Can you express the rows from the start through the line holding "column 563, row 155", inclusive, as a two-column CSV with columns named text and points? Give one CSV line per row, with each field in quotation marks and its line breaks turned into spaces.

(Pointing dataset rows)
:::
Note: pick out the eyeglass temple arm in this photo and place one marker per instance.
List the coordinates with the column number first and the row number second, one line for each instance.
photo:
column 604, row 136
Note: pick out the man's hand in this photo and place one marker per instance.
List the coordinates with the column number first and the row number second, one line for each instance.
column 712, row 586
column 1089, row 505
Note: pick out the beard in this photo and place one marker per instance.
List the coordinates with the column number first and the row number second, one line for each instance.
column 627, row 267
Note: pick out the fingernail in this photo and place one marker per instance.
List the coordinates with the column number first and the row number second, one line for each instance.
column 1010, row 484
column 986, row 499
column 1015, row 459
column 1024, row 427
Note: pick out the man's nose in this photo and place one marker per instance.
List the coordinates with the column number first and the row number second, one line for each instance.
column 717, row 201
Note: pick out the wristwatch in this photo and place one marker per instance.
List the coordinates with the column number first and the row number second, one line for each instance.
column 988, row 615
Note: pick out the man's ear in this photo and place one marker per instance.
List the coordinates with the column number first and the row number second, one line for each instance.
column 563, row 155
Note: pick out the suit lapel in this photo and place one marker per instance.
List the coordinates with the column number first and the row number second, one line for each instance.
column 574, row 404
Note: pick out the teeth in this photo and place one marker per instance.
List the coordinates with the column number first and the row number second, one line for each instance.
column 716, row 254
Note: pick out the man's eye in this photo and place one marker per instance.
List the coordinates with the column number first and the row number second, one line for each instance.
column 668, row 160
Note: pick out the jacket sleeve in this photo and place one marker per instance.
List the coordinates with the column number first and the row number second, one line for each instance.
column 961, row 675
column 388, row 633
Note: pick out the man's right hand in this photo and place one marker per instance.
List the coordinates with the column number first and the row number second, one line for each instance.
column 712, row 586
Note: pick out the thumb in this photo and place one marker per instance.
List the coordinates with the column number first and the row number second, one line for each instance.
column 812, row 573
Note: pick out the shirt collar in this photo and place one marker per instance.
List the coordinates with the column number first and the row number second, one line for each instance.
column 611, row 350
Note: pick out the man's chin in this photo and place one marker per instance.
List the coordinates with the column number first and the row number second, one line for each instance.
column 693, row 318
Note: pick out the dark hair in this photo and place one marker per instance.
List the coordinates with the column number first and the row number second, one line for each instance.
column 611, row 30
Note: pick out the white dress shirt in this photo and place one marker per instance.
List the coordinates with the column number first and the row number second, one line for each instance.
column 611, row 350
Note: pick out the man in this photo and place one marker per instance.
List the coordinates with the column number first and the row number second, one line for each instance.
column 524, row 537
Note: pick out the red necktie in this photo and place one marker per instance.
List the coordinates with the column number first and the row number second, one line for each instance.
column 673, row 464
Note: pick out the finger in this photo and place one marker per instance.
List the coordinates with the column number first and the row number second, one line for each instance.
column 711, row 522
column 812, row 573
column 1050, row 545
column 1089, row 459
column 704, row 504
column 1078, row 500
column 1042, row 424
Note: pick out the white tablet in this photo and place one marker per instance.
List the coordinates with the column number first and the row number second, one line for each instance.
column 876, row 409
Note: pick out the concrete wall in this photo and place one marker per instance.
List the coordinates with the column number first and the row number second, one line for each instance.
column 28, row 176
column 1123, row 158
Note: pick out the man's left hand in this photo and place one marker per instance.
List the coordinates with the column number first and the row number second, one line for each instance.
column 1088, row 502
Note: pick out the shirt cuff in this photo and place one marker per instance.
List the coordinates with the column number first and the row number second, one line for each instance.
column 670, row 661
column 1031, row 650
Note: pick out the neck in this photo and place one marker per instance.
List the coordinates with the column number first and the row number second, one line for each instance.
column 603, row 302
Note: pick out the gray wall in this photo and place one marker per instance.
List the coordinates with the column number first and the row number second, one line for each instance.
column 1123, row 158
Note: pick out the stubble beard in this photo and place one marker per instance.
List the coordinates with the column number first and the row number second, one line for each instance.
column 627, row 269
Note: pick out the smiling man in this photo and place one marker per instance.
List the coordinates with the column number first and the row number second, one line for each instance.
:::
* [Solution for this task]
text,points
"Note: pick out the eyeglass temple arm in this photo and place one marker per instance. List the coordinates with the column number first and the row number second, one line for each instance. photo:","column 604, row 136"
"Note: pick out the man's hand in this photo and place one marker per instance. List the coordinates with the column number first and the row number second, one line for each instance.","column 712, row 586 column 1089, row 505"
"Note: pick out the beard in this photo and place one marker per instance. List the coordinates with the column number first and the row number second, one line for each instance.","column 627, row 267"
"Note: pick out the fingernail in this photo and place one marker per instance. List the coordinates with the column number first and the row number second, one line for each instance.","column 1010, row 484 column 986, row 499 column 1015, row 459 column 1024, row 427"
"Note: pick out the man's nose in this photo and place one marker per instance. List the coordinates with the column number first and the row number second, one line for each instance.","column 717, row 201"
"Note: pick out the wristwatch in this photo and place one marker per instance. List the coordinates with the column number first and the row number second, one line for each instance.","column 988, row 615"
"Note: pick out the man's ear in this photo and place one marker per instance. List the coordinates with the column number first and the row number second, one line for each instance.","column 563, row 155"